**Task directions:** Pull every line out of the records below, word for word, and leave the pictures out of your answer.

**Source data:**
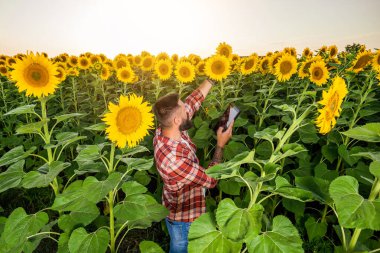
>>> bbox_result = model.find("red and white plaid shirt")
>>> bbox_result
[153,89,217,222]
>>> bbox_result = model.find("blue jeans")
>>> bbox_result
[165,217,191,253]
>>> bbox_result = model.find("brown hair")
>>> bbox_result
[153,93,180,128]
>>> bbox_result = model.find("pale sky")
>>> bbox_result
[0,0,380,58]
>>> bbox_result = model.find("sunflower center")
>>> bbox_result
[121,70,131,79]
[354,55,371,69]
[211,61,225,75]
[160,64,169,75]
[280,61,292,75]
[244,59,255,70]
[179,67,190,77]
[313,67,323,80]
[329,92,339,114]
[25,63,49,87]
[116,106,142,135]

**Answer for the task:**
>>> bbox_result = model.find("red and white plaid shirt")
>>> bbox_result
[153,89,217,222]
>>> bbox_result = model.find("blue jeans")
>>> bbox_result
[165,217,191,253]
>>> bbox_result = model.find("brown hair")
>>> bbox_result
[153,93,180,128]
>>> bbox_result = model.find("pale sky")
>>> bbox_result
[0,0,380,58]
>>> bbox_result = model.find("sunflower center")
>>> bbox_result
[121,70,131,79]
[354,55,371,69]
[211,61,225,75]
[160,64,169,75]
[280,61,292,75]
[244,59,255,70]
[179,67,190,77]
[313,67,323,80]
[329,92,339,114]
[25,63,49,87]
[116,106,142,135]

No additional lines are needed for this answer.